:: 指示 ::
1/ 寄与分に関する本文のうち、「もっとも、相続人の中に、被相」から「があることはご注意ください。」までの部分をそのまま再掲してください。
2/ 寄与分に関する本文で「実務では被相続人の子の妻による」で始まる段落を、主な事実を保ったまま短く書き直してください。
3/ 寄与分に関する本文を二文で要約してください。

:: 抜粋本文 ::
========================================
監修弁護士 小林 優介弁護士法人ALG&Associates 神戸法律事務所 所長 弁護士
被相続人が亡くなった場合、相続が開始されます。
相続が開始された場合、相続人が複数いる場合の順位や各自が取得する割合については、「法定相続分」として定められています(900条)。
つまり、相続人と被相続人の身分関係によって、「法定相続分」が定められているということです。
もっとも、相続人の中に、被相続人の財産の維持・増加に特別の寄与をした人がいる場合、法定相続分どおりに遺産分割を行うと、相続人間の不公平が生じることがあります。
そこで、相続人の中で、被相続人の財産の維持・増加に特別の寄与をした人がいる場合、相続財産からその人が寄与したと見れるもの、つまり、【寄与分】を控除したものを相続財産とみなして相続分を算定し、共同相続人間の公平を図る制度が設けられています。
ここでは、相続の際によく問題となる【寄与分】について、相続問題、寄与分問題に精通した弁護士法人ALGの神戸法律事務所の弁護士が以下詳しく解説していきます。
目次
寄与分とは
【寄与分】とは、被相続人の財産の維持・増加に特別の寄与をした者がいる場合に、その寄与による維持・増加分は遺産から差し引いて、寄与した者に多く渡す、という制度です(民放904条の2)。
【寄与分】が認められる場合には、法定相続分とは別に遺産の一部を受け取ることができます。
寄与がなければ残っていなかったはずの部分は遺産から除外して、寄与がなかった場合の金額だけを遺産分割の対象とするというような制度といえるかと思います。
ただし、実際には【寄与分】が認められることにはハードルがあることはご注意ください。
以下、詳しく見ていきましょう。
寄与分請求の要件
【寄与分】が認められるためには、以下の条件を満たす必要があります。
⑴寄与した者が共同相続人であること
⑵その寄与によって、被相続人の財産が維持・増加した、という関係が認められること
⑶「特別の寄与」と認められるものであること
以下、具体的に見ていきましょう。
共同相続人であること
【寄与分】は、あくまで相続分の修正を図るものであるため、⑴寄与行為の主体は共同相続人であることが必要です(904条の2第1項)。
そのため、相続人でない者がした寄与については、寄与分としては評価されません。
実務では被相続人の子の妻による献身的な介護について、妻は相続人ではないものの、相続人である子の行為と同一とみなして、寄与分を認めるというように、柔軟な取扱いもされていましたが、共同相続人でない者が寄与しても、寄与分は認められないというのが原則です。
ただ、法改正により、相続人でない者による寄与行為についても、被相続人の一定範囲の親族が行った場合は、「特別寄与料」が請求できる場合もありますが(1050条)、別制度であることは注意が必要です。
========================================
:: 記録一覧 ::
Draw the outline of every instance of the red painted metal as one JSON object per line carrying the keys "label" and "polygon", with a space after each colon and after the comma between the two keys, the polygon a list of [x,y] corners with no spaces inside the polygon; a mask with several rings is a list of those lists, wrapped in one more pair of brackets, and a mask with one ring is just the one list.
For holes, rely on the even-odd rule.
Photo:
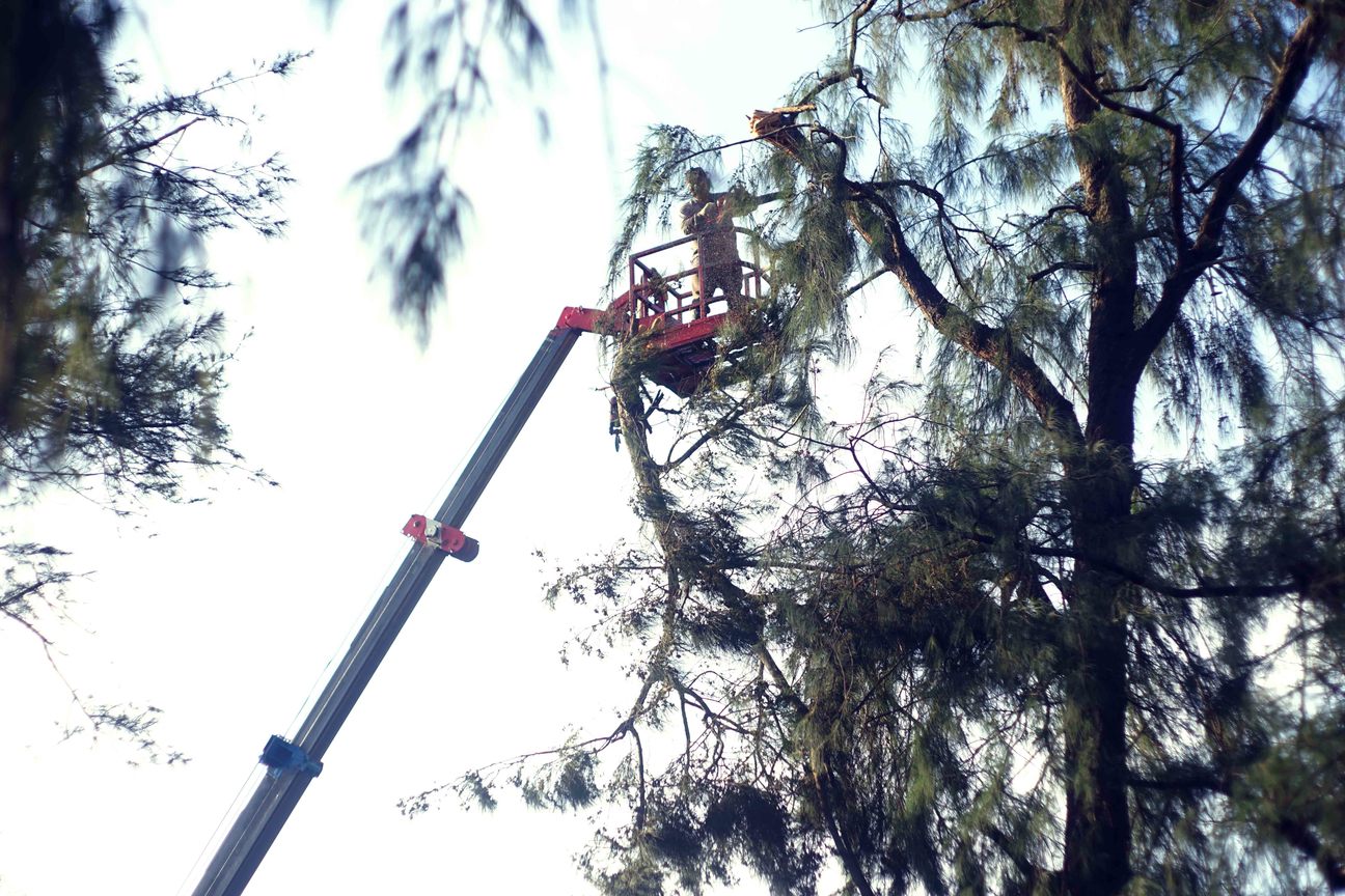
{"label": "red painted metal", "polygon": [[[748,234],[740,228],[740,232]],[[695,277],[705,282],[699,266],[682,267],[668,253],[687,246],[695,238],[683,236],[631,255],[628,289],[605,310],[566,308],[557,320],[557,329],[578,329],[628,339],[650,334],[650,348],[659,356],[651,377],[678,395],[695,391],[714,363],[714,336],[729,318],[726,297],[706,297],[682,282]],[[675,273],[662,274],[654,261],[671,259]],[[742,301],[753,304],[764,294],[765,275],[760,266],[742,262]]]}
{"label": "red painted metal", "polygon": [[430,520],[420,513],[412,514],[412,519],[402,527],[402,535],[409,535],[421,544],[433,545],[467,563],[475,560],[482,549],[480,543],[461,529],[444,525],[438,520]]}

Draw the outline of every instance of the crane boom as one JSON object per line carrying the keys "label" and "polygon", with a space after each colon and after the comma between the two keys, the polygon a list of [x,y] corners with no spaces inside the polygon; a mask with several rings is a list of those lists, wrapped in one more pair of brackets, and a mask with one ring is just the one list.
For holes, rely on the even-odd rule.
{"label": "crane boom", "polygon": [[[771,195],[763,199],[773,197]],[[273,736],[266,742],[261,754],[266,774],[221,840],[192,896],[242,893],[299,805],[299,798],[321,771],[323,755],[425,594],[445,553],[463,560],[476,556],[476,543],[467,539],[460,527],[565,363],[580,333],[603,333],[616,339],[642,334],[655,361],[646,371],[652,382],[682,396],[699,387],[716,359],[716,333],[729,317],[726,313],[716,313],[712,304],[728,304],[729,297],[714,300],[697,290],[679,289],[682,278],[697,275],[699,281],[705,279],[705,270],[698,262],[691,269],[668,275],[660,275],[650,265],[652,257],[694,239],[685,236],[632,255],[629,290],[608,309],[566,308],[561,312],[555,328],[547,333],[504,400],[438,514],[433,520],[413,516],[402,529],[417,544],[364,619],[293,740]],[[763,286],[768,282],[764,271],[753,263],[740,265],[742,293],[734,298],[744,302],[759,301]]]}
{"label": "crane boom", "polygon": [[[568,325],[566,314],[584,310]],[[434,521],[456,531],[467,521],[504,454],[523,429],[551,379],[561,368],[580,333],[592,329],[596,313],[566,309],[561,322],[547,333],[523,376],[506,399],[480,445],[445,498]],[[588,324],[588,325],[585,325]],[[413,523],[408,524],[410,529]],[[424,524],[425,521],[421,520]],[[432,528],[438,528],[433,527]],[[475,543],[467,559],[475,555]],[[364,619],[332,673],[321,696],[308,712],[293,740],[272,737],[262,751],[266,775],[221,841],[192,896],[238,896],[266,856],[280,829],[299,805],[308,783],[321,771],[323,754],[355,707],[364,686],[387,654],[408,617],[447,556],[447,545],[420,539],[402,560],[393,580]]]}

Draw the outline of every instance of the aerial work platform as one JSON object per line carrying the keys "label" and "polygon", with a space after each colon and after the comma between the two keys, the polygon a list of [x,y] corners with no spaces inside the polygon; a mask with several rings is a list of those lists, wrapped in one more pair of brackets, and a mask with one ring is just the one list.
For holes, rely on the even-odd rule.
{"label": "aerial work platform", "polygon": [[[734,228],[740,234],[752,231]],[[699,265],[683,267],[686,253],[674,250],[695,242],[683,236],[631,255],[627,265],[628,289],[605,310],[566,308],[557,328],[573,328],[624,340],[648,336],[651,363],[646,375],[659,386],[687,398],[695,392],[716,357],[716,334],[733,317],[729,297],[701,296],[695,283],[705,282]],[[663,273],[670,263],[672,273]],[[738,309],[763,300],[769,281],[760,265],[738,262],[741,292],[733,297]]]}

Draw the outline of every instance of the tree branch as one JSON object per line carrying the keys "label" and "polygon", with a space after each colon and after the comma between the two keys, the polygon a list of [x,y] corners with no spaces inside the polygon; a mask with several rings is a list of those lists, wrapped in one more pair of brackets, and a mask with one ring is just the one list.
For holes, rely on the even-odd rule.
========================================
:: 各指示の解答 ::
1/
もっとも、相続人の中に、被相続人の財産の維持・増加に特別の寄与をした人がいる場合、法定相続分どおりに遺産分割を行うと、相続人間の不公平が生じることがあります。
そこで、相続人の中で、被相続人の財産の維持・増加に特別の寄与をした人がいる場合、相続財産からその人が寄与したと見れるもの、つまり、【寄与分】を控除したものを相続財産とみなして相続分を算定し、共同相続人間の公平を図る制度が設けられています。
ここでは、相続の際によく問題となる【寄与分】について、相続問題、寄与分問題に精通した弁護士法人ALGの神戸法律事務所の弁護士が以下詳しく解説していきます。
目次
寄与分とは
【寄与分】とは、被相続人の財産の維持・増加に特別の寄与をした者がいる場合に、その寄与による維持・増加分は遺産から差し引いて、寄与した者に多く渡す、という制度です(民放904条の2)。
【寄与分】が認められる場合には、法定相続分とは別に遺産の一部を受け取ることができます。
寄与がなければ残っていなかったはずの部分は遺産から除外して、寄与がなかった場合の金額だけを遺産分割の対象とするというような制度といえるかと思います。
ただし、実際には【寄与分】が認められることにはハードルがあることはご注意ください。

2/ 実務では、被相続人の子の妻による献身的な介護を相続人である子の行為と同一とみなし、寄与分を認める柔軟な扱いもされていた。ただし、共同相続人でない者が寄与しても寄与分は認められないのが原則である。

3/ 寄与分とは、被相続人の財産の維持・増加に特別の寄与をした者がいる場合に、その分を遺産から差し引いて寄与した者に多く渡し、共同相続人間の公平を図る制度である。認められるには、寄与した者が共同相続人であること、寄与によって財産が維持・増加した関係があること、「特別の寄与」と認められることが必要であり、相続人でない者の寄与は寄与分として評価されない。